Referring expression pointing data:

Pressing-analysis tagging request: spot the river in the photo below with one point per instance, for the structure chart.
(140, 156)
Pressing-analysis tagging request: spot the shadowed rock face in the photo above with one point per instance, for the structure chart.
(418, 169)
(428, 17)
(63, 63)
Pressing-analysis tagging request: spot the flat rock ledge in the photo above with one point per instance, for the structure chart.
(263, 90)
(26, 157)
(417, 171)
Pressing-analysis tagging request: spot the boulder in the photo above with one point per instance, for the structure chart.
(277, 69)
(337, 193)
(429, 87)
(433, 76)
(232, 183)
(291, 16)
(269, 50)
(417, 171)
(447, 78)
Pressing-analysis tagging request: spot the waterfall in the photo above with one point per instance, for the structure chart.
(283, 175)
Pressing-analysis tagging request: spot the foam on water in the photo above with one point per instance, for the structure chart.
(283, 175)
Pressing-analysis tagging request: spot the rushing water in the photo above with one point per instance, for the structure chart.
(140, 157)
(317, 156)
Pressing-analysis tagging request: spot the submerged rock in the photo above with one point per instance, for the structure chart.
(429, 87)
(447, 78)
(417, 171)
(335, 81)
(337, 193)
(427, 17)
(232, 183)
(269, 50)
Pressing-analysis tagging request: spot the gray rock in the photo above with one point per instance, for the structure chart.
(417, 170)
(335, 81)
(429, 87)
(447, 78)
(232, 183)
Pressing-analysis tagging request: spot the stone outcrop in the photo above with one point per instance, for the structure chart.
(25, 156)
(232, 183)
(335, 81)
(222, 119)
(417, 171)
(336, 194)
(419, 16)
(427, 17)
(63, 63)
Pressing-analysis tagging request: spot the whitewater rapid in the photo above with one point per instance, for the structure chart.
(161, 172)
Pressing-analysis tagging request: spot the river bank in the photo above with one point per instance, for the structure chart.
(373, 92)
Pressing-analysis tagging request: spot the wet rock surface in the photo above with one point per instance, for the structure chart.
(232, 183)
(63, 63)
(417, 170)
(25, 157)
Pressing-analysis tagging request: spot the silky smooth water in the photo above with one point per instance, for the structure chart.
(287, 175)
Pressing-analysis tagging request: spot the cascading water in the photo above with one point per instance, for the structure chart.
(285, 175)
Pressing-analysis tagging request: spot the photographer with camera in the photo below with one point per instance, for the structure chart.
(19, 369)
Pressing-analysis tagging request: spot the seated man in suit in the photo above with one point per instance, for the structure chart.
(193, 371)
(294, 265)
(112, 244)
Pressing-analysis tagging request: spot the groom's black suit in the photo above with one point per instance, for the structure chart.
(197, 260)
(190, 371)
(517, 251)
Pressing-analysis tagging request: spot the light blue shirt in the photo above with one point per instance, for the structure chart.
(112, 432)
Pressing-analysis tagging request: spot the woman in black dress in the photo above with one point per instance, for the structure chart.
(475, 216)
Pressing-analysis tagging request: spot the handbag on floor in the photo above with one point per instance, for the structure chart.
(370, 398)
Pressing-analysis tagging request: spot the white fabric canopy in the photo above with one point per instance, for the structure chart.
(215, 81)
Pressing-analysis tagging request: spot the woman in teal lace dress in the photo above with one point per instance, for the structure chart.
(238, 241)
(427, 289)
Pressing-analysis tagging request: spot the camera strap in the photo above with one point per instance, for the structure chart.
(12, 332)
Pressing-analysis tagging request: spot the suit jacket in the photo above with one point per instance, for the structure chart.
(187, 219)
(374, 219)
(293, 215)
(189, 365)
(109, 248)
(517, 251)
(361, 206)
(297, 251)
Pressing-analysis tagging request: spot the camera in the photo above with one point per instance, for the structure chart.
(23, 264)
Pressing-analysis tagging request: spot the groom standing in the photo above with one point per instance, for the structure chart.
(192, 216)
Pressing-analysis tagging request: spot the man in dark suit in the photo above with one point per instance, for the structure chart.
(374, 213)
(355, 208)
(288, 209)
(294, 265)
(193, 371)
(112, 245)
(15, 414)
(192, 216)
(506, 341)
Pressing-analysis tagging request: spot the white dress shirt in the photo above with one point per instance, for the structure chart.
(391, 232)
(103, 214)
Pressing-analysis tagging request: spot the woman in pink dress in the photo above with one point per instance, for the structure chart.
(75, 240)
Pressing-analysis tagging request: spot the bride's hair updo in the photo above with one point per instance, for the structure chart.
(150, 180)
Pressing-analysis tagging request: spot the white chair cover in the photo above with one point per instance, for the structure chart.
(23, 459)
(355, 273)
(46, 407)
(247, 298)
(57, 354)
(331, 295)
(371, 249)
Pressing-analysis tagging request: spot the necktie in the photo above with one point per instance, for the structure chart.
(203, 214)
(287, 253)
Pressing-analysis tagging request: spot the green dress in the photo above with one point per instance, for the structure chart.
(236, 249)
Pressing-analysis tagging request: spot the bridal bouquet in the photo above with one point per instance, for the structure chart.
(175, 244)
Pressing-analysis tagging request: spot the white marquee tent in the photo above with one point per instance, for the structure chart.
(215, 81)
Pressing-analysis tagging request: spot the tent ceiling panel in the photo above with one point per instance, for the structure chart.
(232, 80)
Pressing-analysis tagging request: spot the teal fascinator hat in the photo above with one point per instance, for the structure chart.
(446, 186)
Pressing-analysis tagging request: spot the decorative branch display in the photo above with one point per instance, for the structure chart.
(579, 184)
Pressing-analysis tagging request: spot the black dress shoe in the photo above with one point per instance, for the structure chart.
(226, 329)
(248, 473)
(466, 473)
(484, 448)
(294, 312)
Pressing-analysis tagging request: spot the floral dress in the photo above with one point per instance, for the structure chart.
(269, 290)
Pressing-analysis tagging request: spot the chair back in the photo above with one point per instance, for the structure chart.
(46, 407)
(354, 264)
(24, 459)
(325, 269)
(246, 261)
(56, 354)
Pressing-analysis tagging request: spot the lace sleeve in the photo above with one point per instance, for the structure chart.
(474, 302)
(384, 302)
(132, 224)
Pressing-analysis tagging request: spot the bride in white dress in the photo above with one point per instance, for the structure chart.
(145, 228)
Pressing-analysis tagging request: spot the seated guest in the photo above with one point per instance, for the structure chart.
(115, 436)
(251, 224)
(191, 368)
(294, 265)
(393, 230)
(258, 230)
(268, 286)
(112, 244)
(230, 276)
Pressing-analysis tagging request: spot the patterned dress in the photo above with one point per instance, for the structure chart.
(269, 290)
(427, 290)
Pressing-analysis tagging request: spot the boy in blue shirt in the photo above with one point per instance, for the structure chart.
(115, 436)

## [TASK DETAILS]
Print the entries exactly. Include every one.

## [EXERCISE RESPONSE]
Pressing-analysis tagging request: spot the river in the photo below with one point per instance, for the structure chart.
(140, 156)
Pressing-analysis tagging request: spot the shadowed rock face in the photo above with one point per instance, for the structure chart.
(418, 169)
(428, 17)
(63, 63)
Pressing-analysis tagging request: spot the flat rock ledge in the photo above with one point per instance, for the structure chart.
(263, 90)
(26, 157)
(417, 171)
Pressing-analysis tagging request: spot the boulder in the photo above with one point per instance, for the structure chart.
(277, 69)
(337, 193)
(429, 87)
(433, 76)
(232, 183)
(291, 16)
(269, 50)
(417, 171)
(447, 78)
Pressing-analysis tagging request: spot the waterfall in the photo above with one point per instance, for the structure chart.
(283, 175)
Pressing-analysis tagging request: spot the foam on water in the photo above with one point per instance, for the structure chart.
(283, 175)
Pressing-analysis tagging request: spot the rushing water in the photo above with one point per instance, for the structure chart.
(140, 157)
(317, 156)
Pressing-analysis tagging request: spot the submerged rock in the photo above with one point per instance, for the structure chart.
(429, 87)
(447, 78)
(417, 171)
(335, 81)
(337, 193)
(427, 17)
(232, 183)
(269, 50)
Pressing-analysis tagging request: spot the gray rock in the photo above with one point per instance, for the structure chart.
(417, 170)
(335, 81)
(429, 87)
(447, 78)
(232, 183)
Pressing-analysis tagging request: spot the stone outcrop in the photo above with one point per instance, for the structure chart.
(25, 156)
(232, 183)
(335, 81)
(222, 119)
(417, 171)
(336, 194)
(419, 16)
(427, 17)
(63, 63)
Pressing-analysis tagging request: spot the whitewater rapid in the photo above with one point per instance, for the structure chart.
(161, 172)
Pressing-analysis tagging request: spot the river bank in the photo above with one point per instance, for the structure chart.
(373, 92)
Pressing-analysis tagging request: spot the wet rock surface in the photo above with one point per instance, for the structure chart.
(232, 183)
(63, 63)
(417, 170)
(25, 157)
Pressing-analysis tagging request: spot the silky smooth water in the photo above with one point per instance, for the structure chart.
(287, 175)
Pressing-analysis tagging request: spot the cascading water in the photo above with one point per instance, for the structure chart.
(285, 175)
Pressing-analysis tagging request: spot the photographer with camera in the photo below with one point per instance, for the structure chart.
(19, 369)
Pressing-analysis tagging request: spot the seated man in suit in the photo above with one point per instance, for the structure chart.
(193, 371)
(294, 265)
(112, 244)
Pressing-analysis tagging request: spot the groom's black suit in the photo above with one point per instance, for the structure chart.
(197, 260)
(190, 371)
(517, 251)
Pressing-analysis tagging request: spot the light blue shirt in the photo above with one point per instance, for the structure chart.
(112, 432)
Pressing-analysis tagging request: spot the woman in black dress in the photo above with one point per instance, for the structure chart.
(475, 216)
Pressing-analysis tagging request: spot the handbag on floor in the photo above with one point per instance, for the structure chart.
(370, 398)
Pressing-analysis tagging request: spot the white fabric canopy in the photo above with one point per instance, for the structure chart.
(215, 81)
Pressing-analysis tagging request: spot the woman in teal lace dress in the photo above with one point per instance, for the structure chart.
(238, 241)
(427, 289)
Pressing-analysis tagging request: spot the camera strap in the photo above with one point per instance, for the structure chart.
(12, 332)
Pressing-analysis tagging request: spot the suit jacket in the photo above with one point per instance, for the structure chart.
(187, 219)
(374, 219)
(293, 215)
(189, 365)
(109, 248)
(517, 251)
(361, 206)
(297, 251)
Pressing-analysis tagging request: spot the camera in the photo above with one point per instance, for the structure chart.
(23, 264)
Pressing-analysis tagging request: spot the groom standing in the photo above with one point per instance, for the structure chart.
(192, 216)
Pressing-analysis tagging request: spot the man in dark suit in the photo above with one point per instance, for the structure chart.
(374, 213)
(355, 208)
(288, 209)
(294, 265)
(193, 371)
(112, 245)
(15, 414)
(192, 216)
(506, 341)
Pressing-analysis tagging request: spot the white dress shirt in the photo above with one point per instance, for the structure chart.
(391, 232)
(103, 214)
Pressing-analysis tagging request: spot the woman in pink dress in the photo above with one point per instance, for the structure chart.
(75, 240)
Pressing-analysis tagging request: spot the bride's hair updo in the photo above with one point per instance, for the structure chart.
(150, 180)
Pressing-analysis tagging request: spot the white chair cover in the photo above with one point per instance, for the structure chart.
(23, 459)
(355, 273)
(46, 407)
(247, 298)
(57, 354)
(331, 295)
(371, 249)
Pressing-analysis tagging request: spot the necktie in the photo above with one point per instance, for the structure chart.
(203, 214)
(287, 253)
Pressing-analysis tagging request: spot the green dress in the photo above with one point per instance, for the structure chart.
(236, 249)
Pressing-analysis tagging request: spot the bridal bouquet in the photo above with one point per instance, for the structure chart.
(175, 244)
Pressing-analysis tagging request: spot the white marquee tent in the photo above with one point per instance, for the structure chart.
(215, 81)
Pressing-analysis tagging request: spot the tent ceiling panel in the photo above with one point per instance, for the structure chart.
(232, 80)
Pressing-analysis tagging request: spot the teal fascinator hat in the photo above with one point per instance, for the structure chart.
(446, 186)
Pressing-analysis tagging request: spot the decorative branch display in the photo above with one point per instance, for the structure chart.
(579, 184)
Pressing-analysis tagging request: spot the black dress shoe in the photo above with one point per instance, for the structure chart.
(226, 329)
(248, 473)
(466, 473)
(484, 448)
(294, 312)
Pressing-analysis tagging request: spot the floral dress in the photo above with one point per instance, for the structure chart.
(269, 290)
Pressing-analysis tagging request: spot the chair back in the photo above with one point per instance, for the structure chart.
(46, 407)
(354, 264)
(24, 459)
(325, 269)
(246, 261)
(56, 354)
Pressing-analysis tagging request: spot the lace sleeve in the photo above with one point per instance, for the structure chart.
(474, 302)
(384, 302)
(132, 224)
Pressing-analysis tagging request: spot the bride in white dress in the photo above with one point per instance, for the structure chart.
(145, 228)
Pressing-analysis tagging request: spot the seated guest in the photo above with one point per instance, for the structure chart.
(115, 436)
(251, 224)
(191, 368)
(294, 265)
(393, 230)
(258, 230)
(268, 286)
(112, 244)
(230, 276)
Pressing-analysis tagging request: spot the patterned dress in the photo above with one point per instance, for the structure chart.
(269, 290)
(427, 290)
Pressing-analysis tagging request: spot the boy in blue shirt in the photo above with one point per instance, for the structure chart.
(115, 436)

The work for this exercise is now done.